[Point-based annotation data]
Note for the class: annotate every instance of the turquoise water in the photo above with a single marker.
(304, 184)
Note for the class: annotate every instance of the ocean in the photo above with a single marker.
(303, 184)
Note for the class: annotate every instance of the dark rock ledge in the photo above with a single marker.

Required work
Please format every line of the items above as a JSON list of strings, one string per line, with blank lines left out.

Solution to this exercise
[
  "Note for the class: annotate every instance of the turquoise water in the photo above with a single marker.",
  "(304, 184)",
  "Note for the class: annotate every instance of the ocean in the photo above with a single marker.",
  "(303, 184)",
  "Note for the class: annotate every instance of the dark rock ledge in the photo above with a single marker."
]